Copy every line of the material below word for word.

--- Task inputs ---

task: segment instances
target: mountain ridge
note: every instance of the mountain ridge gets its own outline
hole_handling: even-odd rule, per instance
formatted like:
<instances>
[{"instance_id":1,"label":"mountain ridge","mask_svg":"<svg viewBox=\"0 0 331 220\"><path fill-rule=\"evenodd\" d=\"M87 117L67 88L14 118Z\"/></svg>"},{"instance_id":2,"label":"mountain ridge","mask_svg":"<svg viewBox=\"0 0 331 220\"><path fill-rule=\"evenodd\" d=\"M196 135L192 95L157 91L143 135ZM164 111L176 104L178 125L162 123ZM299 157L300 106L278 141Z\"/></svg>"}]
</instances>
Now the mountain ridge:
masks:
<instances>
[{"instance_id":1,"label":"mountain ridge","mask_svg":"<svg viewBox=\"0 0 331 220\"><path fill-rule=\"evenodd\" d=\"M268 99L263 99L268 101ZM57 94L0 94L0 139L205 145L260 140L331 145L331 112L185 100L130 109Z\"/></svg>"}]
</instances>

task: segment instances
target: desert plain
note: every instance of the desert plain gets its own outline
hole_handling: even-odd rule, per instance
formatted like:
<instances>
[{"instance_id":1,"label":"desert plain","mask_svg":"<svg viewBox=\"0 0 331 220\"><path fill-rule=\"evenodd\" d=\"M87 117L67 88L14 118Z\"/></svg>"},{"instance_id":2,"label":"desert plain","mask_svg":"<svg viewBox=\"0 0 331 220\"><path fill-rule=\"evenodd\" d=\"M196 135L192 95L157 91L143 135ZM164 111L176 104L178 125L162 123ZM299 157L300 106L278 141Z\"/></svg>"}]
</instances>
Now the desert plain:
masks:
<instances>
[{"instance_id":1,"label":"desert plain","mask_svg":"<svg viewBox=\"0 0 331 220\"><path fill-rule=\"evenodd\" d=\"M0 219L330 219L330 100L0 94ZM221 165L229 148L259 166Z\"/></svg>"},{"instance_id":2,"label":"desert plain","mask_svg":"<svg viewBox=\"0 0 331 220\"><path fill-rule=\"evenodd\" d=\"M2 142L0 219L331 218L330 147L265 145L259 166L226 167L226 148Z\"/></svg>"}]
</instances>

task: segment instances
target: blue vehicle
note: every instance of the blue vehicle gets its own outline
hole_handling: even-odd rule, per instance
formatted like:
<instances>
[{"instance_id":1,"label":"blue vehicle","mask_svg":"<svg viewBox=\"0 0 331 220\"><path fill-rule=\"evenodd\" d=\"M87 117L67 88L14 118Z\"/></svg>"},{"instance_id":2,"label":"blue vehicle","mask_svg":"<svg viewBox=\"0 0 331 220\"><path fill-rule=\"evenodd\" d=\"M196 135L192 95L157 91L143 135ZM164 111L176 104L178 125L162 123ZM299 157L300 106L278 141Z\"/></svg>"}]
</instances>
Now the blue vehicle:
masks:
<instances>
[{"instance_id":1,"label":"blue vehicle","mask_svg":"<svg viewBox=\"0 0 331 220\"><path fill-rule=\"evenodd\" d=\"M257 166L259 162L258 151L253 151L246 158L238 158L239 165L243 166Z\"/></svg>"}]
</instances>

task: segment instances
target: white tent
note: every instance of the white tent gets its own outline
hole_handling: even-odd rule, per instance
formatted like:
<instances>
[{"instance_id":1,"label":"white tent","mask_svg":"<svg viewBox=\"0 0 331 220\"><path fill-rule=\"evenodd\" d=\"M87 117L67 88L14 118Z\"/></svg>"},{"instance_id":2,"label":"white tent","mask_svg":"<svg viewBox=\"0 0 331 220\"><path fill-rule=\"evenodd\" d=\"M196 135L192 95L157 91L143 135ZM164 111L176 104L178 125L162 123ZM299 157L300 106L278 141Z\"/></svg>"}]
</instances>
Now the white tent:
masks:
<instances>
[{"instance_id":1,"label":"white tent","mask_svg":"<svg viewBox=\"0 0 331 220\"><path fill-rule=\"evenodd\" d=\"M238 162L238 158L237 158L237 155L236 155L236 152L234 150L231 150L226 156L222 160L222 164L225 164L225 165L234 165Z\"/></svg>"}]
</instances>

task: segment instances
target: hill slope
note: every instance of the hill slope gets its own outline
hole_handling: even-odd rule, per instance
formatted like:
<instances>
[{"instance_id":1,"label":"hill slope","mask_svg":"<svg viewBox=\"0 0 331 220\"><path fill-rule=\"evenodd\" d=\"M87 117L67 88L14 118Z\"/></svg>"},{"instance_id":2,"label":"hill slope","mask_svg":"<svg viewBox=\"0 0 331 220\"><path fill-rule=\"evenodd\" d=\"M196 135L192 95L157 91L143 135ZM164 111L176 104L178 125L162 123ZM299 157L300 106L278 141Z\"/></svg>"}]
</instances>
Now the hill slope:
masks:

---

Result:
task: segment instances
target: mountain ridge
note: every instance of the mountain ridge gets its own outline
hole_handling: even-odd rule, per instance
formatted like:
<instances>
[{"instance_id":1,"label":"mountain ridge","mask_svg":"<svg viewBox=\"0 0 331 220\"><path fill-rule=\"evenodd\" d=\"M87 117L67 88L14 118Z\"/></svg>"},{"instance_id":2,"label":"mountain ridge","mask_svg":"<svg viewBox=\"0 0 331 220\"><path fill-rule=\"evenodd\" d=\"M196 135L192 95L157 91L143 135ZM164 111L176 104L178 125L162 123ZM299 157L300 106L278 141Z\"/></svg>"}]
</instances>
Now the mountain ridge:
masks:
<instances>
[{"instance_id":1,"label":"mountain ridge","mask_svg":"<svg viewBox=\"0 0 331 220\"><path fill-rule=\"evenodd\" d=\"M268 99L263 99L268 101ZM57 94L0 94L0 139L205 145L260 140L331 145L331 112L185 100L130 109Z\"/></svg>"}]
</instances>

task: segment instances
target: desert plain
note: every instance of the desert plain gets its own outline
hole_handling: even-odd rule, per instance
formatted like:
<instances>
[{"instance_id":1,"label":"desert plain","mask_svg":"<svg viewBox=\"0 0 331 220\"><path fill-rule=\"evenodd\" d=\"M87 117L67 88L14 118Z\"/></svg>"},{"instance_id":2,"label":"desert plain","mask_svg":"<svg viewBox=\"0 0 331 220\"><path fill-rule=\"evenodd\" d=\"M196 135L192 95L157 91L143 135ZM164 111L176 104L178 125L162 123ZM299 157L300 106L278 141Z\"/></svg>"}]
</instances>
Now the desert plain:
masks:
<instances>
[{"instance_id":1,"label":"desert plain","mask_svg":"<svg viewBox=\"0 0 331 220\"><path fill-rule=\"evenodd\" d=\"M0 219L330 219L330 100L0 94ZM221 165L229 148L259 166Z\"/></svg>"},{"instance_id":2,"label":"desert plain","mask_svg":"<svg viewBox=\"0 0 331 220\"><path fill-rule=\"evenodd\" d=\"M2 142L0 219L331 218L330 147L265 145L259 166L226 167L226 148Z\"/></svg>"}]
</instances>

task: segment instances
target: blue vehicle
note: every instance of the blue vehicle gets its own outline
hole_handling: even-odd rule, per instance
formatted like:
<instances>
[{"instance_id":1,"label":"blue vehicle","mask_svg":"<svg viewBox=\"0 0 331 220\"><path fill-rule=\"evenodd\" d=\"M87 117L67 88L14 118Z\"/></svg>"},{"instance_id":2,"label":"blue vehicle","mask_svg":"<svg viewBox=\"0 0 331 220\"><path fill-rule=\"evenodd\" d=\"M196 135L192 95L157 91L143 135ZM164 111L176 104L178 125L162 123ZM299 157L300 106L278 141Z\"/></svg>"}]
</instances>
Now the blue vehicle:
masks:
<instances>
[{"instance_id":1,"label":"blue vehicle","mask_svg":"<svg viewBox=\"0 0 331 220\"><path fill-rule=\"evenodd\" d=\"M257 166L259 162L258 151L253 151L246 158L238 158L239 165L243 166Z\"/></svg>"}]
</instances>

task: segment instances
target: white tent
note: every instance of the white tent gets its own outline
hole_handling: even-odd rule, per instance
formatted like:
<instances>
[{"instance_id":1,"label":"white tent","mask_svg":"<svg viewBox=\"0 0 331 220\"><path fill-rule=\"evenodd\" d=\"M87 117L67 88L14 118Z\"/></svg>"},{"instance_id":2,"label":"white tent","mask_svg":"<svg viewBox=\"0 0 331 220\"><path fill-rule=\"evenodd\" d=\"M196 135L192 95L157 91L143 135ZM164 111L176 104L178 125L162 123ZM299 157L300 106L278 141Z\"/></svg>"}]
</instances>
Now the white tent:
masks:
<instances>
[{"instance_id":1,"label":"white tent","mask_svg":"<svg viewBox=\"0 0 331 220\"><path fill-rule=\"evenodd\" d=\"M238 162L238 158L237 158L237 155L236 155L236 152L234 150L231 150L226 156L222 160L222 164L225 164L225 165L234 165Z\"/></svg>"}]
</instances>

task: segment instances
target: hill slope
note: every instance of the hill slope gets its own outline
hole_handling: even-odd rule, per instance
formatted like:
<instances>
[{"instance_id":1,"label":"hill slope","mask_svg":"<svg viewBox=\"0 0 331 220\"><path fill-rule=\"evenodd\" d=\"M87 117L67 88L14 118Z\"/></svg>"},{"instance_id":2,"label":"hill slope","mask_svg":"<svg viewBox=\"0 0 331 220\"><path fill-rule=\"evenodd\" d=\"M196 135L192 95L157 91L143 135ZM164 111L176 104L178 125L162 123ZM299 157L300 106L278 141Z\"/></svg>"}]
</instances>
Now the hill slope:
masks:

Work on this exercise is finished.